| What to work on |
Repeat exactly the lines from the line containing "doorway in this photo, one line per instance." to the last line of the listing, including both.

| Records provided |
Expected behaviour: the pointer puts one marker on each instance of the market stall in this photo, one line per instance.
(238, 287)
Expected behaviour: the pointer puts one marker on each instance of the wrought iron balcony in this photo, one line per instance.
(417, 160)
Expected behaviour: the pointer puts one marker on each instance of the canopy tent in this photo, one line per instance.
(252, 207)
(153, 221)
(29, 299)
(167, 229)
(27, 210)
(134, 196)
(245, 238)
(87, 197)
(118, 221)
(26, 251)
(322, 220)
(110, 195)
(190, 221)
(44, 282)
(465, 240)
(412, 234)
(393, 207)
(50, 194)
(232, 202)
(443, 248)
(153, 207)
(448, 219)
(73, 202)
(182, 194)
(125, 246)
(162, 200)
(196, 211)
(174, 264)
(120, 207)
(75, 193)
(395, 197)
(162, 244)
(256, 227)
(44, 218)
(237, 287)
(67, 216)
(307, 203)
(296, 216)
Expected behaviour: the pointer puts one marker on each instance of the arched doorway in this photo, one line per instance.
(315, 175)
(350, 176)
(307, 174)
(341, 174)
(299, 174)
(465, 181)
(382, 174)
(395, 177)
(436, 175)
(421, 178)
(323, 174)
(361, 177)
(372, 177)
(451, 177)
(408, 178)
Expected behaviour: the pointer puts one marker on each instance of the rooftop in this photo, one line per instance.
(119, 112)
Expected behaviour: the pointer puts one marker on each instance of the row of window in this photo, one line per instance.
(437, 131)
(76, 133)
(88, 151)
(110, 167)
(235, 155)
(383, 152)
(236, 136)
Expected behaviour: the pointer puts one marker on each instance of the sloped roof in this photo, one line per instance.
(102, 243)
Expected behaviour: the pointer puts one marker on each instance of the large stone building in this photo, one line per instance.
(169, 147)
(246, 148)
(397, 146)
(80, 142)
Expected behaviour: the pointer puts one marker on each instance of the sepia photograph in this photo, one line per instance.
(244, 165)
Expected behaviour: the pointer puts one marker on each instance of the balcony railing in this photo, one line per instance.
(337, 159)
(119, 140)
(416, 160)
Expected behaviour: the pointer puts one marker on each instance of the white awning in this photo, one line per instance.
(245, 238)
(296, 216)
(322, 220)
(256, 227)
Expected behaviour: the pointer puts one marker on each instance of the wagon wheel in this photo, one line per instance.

| Full solution |
Expected behaviour: the pointer puts one marker on each instance of the arched doorway in this photo, one line per instance.
(315, 175)
(350, 176)
(307, 174)
(341, 174)
(299, 174)
(465, 181)
(382, 174)
(395, 177)
(436, 175)
(421, 178)
(323, 174)
(361, 177)
(372, 177)
(451, 177)
(408, 178)
Expected behaviour: the pointer puts one marker on each instance of the rooftop in this photo, one line per instance.
(119, 112)
Expected behaviour: the pointer puts one marker on each instance of the row of window in this photo, one line per instance.
(437, 131)
(76, 133)
(88, 151)
(110, 167)
(235, 155)
(383, 152)
(236, 136)
Expected behaviour: the pointer puts one marker on each instance of the sloped roof in this photo, one line per instance.
(102, 243)
Expected behaviour: the pointer puts one marker on each instance of the large stone building in this photo, one line per instance.
(169, 147)
(246, 148)
(397, 146)
(80, 142)
Expected behaviour: the pointer puts one marker on each instance of the sepia photograph in this photo, one line per instance.
(244, 165)
Expected behaviour: the pointer puts one marker on each instance of the balcony railing in this photo, one line per instance.
(337, 159)
(119, 140)
(416, 160)
Expected behaviour: the pointer puts one marker on each instance of the white awning in this photo, one line per instance.
(245, 238)
(296, 216)
(322, 220)
(256, 227)
Expected behaviour: the pointer puts one marker on each instance of the wagon wheel in this photo, one line per instance.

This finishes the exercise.